* **Supplied entries**

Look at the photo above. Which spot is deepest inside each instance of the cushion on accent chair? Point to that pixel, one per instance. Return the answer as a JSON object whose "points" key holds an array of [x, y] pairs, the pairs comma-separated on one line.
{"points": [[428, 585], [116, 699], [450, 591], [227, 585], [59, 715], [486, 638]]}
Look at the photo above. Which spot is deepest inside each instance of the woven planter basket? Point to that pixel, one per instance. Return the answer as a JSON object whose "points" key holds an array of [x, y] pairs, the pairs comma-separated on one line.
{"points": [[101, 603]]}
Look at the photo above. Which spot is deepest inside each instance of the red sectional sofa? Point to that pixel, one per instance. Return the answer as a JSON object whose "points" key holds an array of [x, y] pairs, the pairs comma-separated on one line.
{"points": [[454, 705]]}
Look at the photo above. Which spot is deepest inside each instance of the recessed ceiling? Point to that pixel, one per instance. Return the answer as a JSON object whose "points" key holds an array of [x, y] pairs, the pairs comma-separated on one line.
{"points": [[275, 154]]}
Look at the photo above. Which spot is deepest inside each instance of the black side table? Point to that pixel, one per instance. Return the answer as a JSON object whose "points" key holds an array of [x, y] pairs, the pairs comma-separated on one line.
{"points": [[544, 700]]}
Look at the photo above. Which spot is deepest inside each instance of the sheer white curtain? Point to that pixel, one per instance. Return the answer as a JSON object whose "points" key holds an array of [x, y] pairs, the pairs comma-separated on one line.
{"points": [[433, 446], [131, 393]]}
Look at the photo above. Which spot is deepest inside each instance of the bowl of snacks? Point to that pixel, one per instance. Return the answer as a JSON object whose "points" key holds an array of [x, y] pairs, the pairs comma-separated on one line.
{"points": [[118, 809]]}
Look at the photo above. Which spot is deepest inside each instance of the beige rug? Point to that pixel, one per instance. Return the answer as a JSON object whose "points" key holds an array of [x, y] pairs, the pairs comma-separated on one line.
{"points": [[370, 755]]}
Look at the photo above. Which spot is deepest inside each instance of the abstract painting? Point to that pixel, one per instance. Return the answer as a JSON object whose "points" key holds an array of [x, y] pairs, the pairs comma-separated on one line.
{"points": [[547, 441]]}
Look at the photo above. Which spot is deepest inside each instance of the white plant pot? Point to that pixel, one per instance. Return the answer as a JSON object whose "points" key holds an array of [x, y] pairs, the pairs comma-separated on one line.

* **Work to complete**
Return the lines from the one containing "of the abstract" through the last line of the records. Include both ends and nothing else.

* **Solution to the problem**
Look at the photo above. Which spot is deepest inside each instance of the abstract painting? Point to that pixel, one per instance. Return the answer as a JSON object whose "points" key holds an array of [x, y] pairs, the pairs comma-separated on one line.
{"points": [[547, 441]]}
Look at the photo above. Which spot is deepest inside each instance of the white plant pot? Point to that pixel, one per instance. Return the answer as a JSON object whose "points" key holds an array of [x, y] pairs, the pairs comma-separated on one line.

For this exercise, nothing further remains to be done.